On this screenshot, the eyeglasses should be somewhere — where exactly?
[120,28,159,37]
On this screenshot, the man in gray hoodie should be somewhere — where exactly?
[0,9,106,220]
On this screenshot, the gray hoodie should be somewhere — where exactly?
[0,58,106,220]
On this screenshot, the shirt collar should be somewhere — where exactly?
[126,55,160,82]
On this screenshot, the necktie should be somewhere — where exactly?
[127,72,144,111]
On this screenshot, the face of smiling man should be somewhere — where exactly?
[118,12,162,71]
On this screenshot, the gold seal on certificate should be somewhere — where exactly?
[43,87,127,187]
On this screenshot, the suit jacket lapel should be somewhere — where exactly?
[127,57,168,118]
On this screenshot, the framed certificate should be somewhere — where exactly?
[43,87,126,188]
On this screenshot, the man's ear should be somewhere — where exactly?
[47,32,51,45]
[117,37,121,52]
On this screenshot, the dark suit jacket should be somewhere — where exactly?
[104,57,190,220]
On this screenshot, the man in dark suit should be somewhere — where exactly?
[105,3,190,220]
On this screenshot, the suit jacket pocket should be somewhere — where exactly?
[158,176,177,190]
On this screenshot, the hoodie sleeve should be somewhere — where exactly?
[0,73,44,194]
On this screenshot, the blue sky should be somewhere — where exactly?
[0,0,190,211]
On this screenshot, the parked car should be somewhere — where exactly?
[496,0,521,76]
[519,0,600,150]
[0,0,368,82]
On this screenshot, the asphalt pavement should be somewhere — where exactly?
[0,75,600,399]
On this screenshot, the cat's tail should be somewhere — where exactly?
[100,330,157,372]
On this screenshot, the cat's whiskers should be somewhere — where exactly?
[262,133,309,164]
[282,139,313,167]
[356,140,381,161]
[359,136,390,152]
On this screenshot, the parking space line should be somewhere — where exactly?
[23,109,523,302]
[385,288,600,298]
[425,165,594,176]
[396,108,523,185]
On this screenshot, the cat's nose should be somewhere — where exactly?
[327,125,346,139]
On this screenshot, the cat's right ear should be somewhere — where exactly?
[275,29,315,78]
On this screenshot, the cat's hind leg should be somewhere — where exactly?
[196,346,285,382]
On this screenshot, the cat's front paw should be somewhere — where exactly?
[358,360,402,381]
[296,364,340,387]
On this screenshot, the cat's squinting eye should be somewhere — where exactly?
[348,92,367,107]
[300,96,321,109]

#### Directions:
Reproduce every row above word for word, keeping the lines in their original order.

#### Output for this task:
On this screenshot, the eyeglasses should be somewhere — where exactly?
[120,28,159,37]
On this screenshot, the man in gray hoodie should be somewhere — where exactly?
[0,9,106,220]
On this screenshot, the gray hoodie should be somewhere — where exactly?
[0,58,106,220]
On this screenshot, the shirt collar should be somewhere — where exactly?
[126,55,160,82]
On this screenshot, the necktie should be somewhere — where exactly?
[127,72,144,111]
On this screenshot, the face of smiling man should be somewhere — where exactly?
[118,12,162,71]
On this screenshot, the gold seal on certificate should be somewhere — where exactly?
[43,87,127,187]
On this screenshot, the suit jacket lapel should be somewhere — where exactly?
[127,57,168,118]
On this screenshot, the framed certificate should be somewhere — where exactly?
[43,87,126,188]
On this screenshot, the man's ear should be somewhere — where exactly?
[47,32,51,45]
[117,37,121,52]
On this screenshot, the dark suit jacket should be somewhere — where exactly?
[104,57,190,220]
On this screenshot, the man in dark suit should be somewhere — where exactly?
[105,3,190,220]
On this screenshot, the suit jacket pocket should be somewhere — where exactly?
[158,176,177,190]
On this screenshot, the hoodie sleeve should be somewhere — where exactly?
[0,73,44,194]
On this screenshot, the blue sky should be somewhere — where exactly?
[0,0,190,211]
On this screenshot, the parked car should be somewhere — where exactly?
[496,0,521,76]
[519,0,600,150]
[0,0,368,82]
On this screenshot, the asphalt pavement should be somewhere — where exactly?
[0,75,600,399]
On this screenshot, the cat's tail should be somewhere — where exactly?
[100,330,157,372]
On this screenshot, the cat's whiskers should be somewhere — where exactly?
[262,133,309,164]
[282,139,313,167]
[356,140,381,161]
[359,136,390,152]
On this screenshot, the parking space line should be somewhere — where exactly?
[23,109,523,302]
[385,288,600,298]
[425,165,594,176]
[396,108,523,185]
On this screenshot, the cat's nose should be somewhere — where exactly?
[327,125,346,139]
On this screenshot, the cat's right ear should be somewhere — where exactly?
[275,29,315,78]
On this screenshot, the cat's hind leg should be somewhere — where exactly?
[196,346,285,382]
On this screenshot, the cat's front paw should be somewhere — where exactly?
[358,360,402,381]
[296,364,340,387]
On this screenshot, the cat's squinting eye should be somewhere — where exactly?
[348,92,367,107]
[300,96,321,109]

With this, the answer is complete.